Identify every line below that contains the word "helmet" and copy each one out.

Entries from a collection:

######

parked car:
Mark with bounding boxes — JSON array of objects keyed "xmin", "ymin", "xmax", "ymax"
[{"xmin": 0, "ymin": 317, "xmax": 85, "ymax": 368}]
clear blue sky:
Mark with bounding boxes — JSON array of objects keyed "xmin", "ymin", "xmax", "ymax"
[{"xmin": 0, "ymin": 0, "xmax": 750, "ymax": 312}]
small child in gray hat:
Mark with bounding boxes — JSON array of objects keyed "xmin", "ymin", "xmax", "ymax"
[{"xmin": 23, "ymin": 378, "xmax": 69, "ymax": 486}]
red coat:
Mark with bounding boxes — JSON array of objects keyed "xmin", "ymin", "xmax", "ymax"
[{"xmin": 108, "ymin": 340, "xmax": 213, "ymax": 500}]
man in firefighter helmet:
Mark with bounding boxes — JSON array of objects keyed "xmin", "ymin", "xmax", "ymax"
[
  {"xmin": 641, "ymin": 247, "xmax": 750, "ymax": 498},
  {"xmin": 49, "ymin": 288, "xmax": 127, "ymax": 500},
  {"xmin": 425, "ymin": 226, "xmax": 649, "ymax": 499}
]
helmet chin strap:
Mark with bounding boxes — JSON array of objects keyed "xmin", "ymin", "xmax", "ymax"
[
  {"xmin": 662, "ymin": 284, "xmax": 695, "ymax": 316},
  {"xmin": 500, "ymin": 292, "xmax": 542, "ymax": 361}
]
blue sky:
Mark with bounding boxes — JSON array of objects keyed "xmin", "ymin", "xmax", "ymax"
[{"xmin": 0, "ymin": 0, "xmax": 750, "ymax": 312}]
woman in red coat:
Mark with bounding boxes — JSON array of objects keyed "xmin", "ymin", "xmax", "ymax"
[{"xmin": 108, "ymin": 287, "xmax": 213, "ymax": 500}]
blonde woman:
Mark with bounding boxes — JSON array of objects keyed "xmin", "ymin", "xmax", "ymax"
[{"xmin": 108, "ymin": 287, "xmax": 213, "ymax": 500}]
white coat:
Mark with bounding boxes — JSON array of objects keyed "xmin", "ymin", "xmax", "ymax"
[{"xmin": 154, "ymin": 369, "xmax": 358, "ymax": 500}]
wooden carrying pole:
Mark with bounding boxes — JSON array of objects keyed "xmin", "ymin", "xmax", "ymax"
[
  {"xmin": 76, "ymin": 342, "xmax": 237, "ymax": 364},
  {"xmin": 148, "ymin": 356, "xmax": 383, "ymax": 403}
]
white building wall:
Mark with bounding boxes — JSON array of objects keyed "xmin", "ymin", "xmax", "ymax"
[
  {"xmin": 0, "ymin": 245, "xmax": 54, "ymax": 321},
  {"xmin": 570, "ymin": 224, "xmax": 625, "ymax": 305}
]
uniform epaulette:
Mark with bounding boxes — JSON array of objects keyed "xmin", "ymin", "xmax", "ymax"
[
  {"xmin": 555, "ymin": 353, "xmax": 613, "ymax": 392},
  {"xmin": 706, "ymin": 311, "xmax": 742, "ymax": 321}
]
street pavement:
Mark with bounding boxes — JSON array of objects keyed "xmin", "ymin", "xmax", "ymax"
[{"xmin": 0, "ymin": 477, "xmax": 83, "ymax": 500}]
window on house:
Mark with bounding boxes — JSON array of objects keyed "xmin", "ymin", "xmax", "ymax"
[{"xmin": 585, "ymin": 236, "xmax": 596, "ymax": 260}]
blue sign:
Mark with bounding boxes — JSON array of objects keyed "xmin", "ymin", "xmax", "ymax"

######

■ The solution ■
man in firefighter helmet:
helmet chin strap:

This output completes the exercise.